Data records =
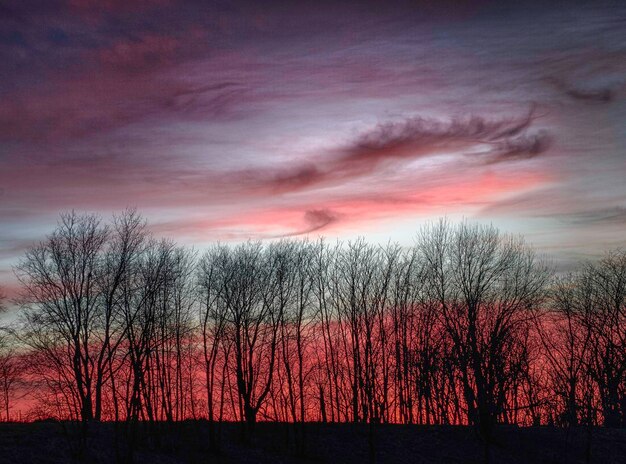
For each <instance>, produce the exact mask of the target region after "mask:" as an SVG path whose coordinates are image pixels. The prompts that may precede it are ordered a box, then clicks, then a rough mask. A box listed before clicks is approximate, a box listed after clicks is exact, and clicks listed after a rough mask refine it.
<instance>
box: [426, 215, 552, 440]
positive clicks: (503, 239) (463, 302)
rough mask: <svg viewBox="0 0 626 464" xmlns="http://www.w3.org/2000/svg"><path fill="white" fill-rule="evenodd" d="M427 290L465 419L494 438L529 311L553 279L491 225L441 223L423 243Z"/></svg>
mask: <svg viewBox="0 0 626 464" xmlns="http://www.w3.org/2000/svg"><path fill="white" fill-rule="evenodd" d="M418 246H419V247H420V249H421V250H422V253H423V254H424V257H425V259H426V261H427V263H428V264H427V265H428V267H429V280H430V282H429V287H430V288H431V289H432V292H433V293H432V297H433V298H435V299H436V301H437V302H438V304H439V305H440V308H441V315H442V322H443V324H444V327H445V330H446V333H447V335H448V336H449V337H450V340H451V343H452V347H453V352H452V355H453V358H452V361H453V362H454V363H455V365H456V367H457V369H458V371H459V374H460V378H461V387H462V391H463V396H464V400H465V404H466V407H467V411H468V418H469V420H470V422H471V423H473V424H475V425H477V426H478V427H479V430H480V431H481V433H482V435H483V436H484V437H485V438H486V439H489V437H490V436H491V431H492V429H493V426H494V425H495V423H496V422H497V421H498V420H499V418H500V417H501V416H502V414H503V413H504V411H505V406H506V405H505V403H506V399H507V394H508V390H509V388H510V385H509V379H511V378H512V377H514V376H516V375H517V374H518V370H519V368H520V366H519V363H517V362H516V360H515V357H514V356H513V355H514V353H515V352H516V351H517V350H518V349H519V347H520V345H523V344H524V342H525V337H526V334H527V325H528V324H529V322H530V320H531V312H530V310H531V309H533V308H534V307H536V306H537V305H538V304H539V303H541V301H542V297H543V295H542V293H543V289H544V286H545V283H546V282H547V279H548V277H549V272H548V270H547V268H546V267H545V266H544V265H542V264H541V263H539V262H538V261H537V259H536V257H535V255H534V253H533V251H532V250H531V249H530V248H528V247H527V246H526V245H525V244H524V243H523V242H522V241H521V239H517V238H513V237H509V236H506V235H501V234H500V233H499V232H498V231H497V230H496V229H495V228H493V227H489V226H487V227H485V226H473V225H470V224H468V223H461V224H460V225H458V226H456V227H451V226H450V225H449V224H448V223H447V222H445V221H441V222H439V223H438V224H436V225H434V226H430V227H427V228H425V229H424V230H422V232H421V235H420V236H419V239H418Z"/></svg>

What to produce = Skipping any pictures, copy the entries exactly as they appear.

Result of the exercise =
For each <instance>, produce the exact mask of the target region after "mask:" as an SVG path whose coordinates are image pixels. The prompts that may precede it are ordered a box, then clicks, then a rough mask. A box listed before clicks is approximate, a box listed after clicks is exact, and clicks listed after a rough mask refine it.
<instance>
box: [426, 215, 552, 440]
positive clicks: (503, 239) (463, 302)
rough mask: <svg viewBox="0 0 626 464" xmlns="http://www.w3.org/2000/svg"><path fill="white" fill-rule="evenodd" d="M427 290L465 419L494 438L529 311L553 279L491 225L441 223L423 243Z"/></svg>
mask: <svg viewBox="0 0 626 464" xmlns="http://www.w3.org/2000/svg"><path fill="white" fill-rule="evenodd" d="M418 246H419V247H420V249H421V250H422V253H423V254H424V257H425V259H426V261H427V263H428V264H427V265H428V267H429V280H430V282H429V287H430V288H431V289H432V292H433V293H432V297H433V298H435V299H436V301H437V302H438V304H439V305H440V308H441V315H442V322H443V324H444V327H445V330H446V333H447V335H448V336H449V337H450V340H451V343H452V347H453V352H452V355H453V358H452V361H453V362H454V363H455V365H456V367H457V369H458V371H459V374H460V378H461V387H462V391H463V396H464V400H465V404H466V407H467V411H468V418H469V420H470V422H471V423H473V424H475V425H477V426H478V427H479V430H480V431H481V433H482V435H483V436H484V437H485V438H486V439H489V437H490V436H491V431H492V429H493V426H494V425H495V423H496V422H497V421H498V420H499V418H500V417H501V416H502V414H503V413H504V411H505V406H506V405H505V403H506V399H507V394H508V390H509V388H510V385H509V379H511V378H512V377H514V376H516V375H517V374H518V370H519V368H520V366H519V363H517V362H516V360H515V357H514V356H513V355H514V353H515V352H516V351H517V350H518V349H519V347H520V345H523V344H524V342H525V337H526V334H527V325H528V324H529V322H530V320H531V312H530V310H531V309H533V308H534V307H536V306H537V305H538V304H539V303H541V301H542V297H543V295H542V293H543V289H544V286H545V283H546V282H547V279H548V277H549V272H548V270H547V268H546V267H545V266H544V265H542V264H541V263H539V262H538V261H537V259H536V257H535V255H534V253H533V251H532V250H531V249H530V248H528V247H527V246H526V245H525V244H524V243H523V242H522V241H521V239H517V238H513V237H509V236H506V235H501V234H500V233H499V232H498V231H497V230H496V229H495V228H493V227H489V226H487V227H485V226H473V225H470V224H468V223H461V224H460V225H458V226H456V227H451V226H450V225H449V224H448V223H447V222H445V221H441V222H439V223H438V224H436V225H434V226H430V227H427V228H425V229H424V230H422V232H421V235H420V236H419V239H418Z"/></svg>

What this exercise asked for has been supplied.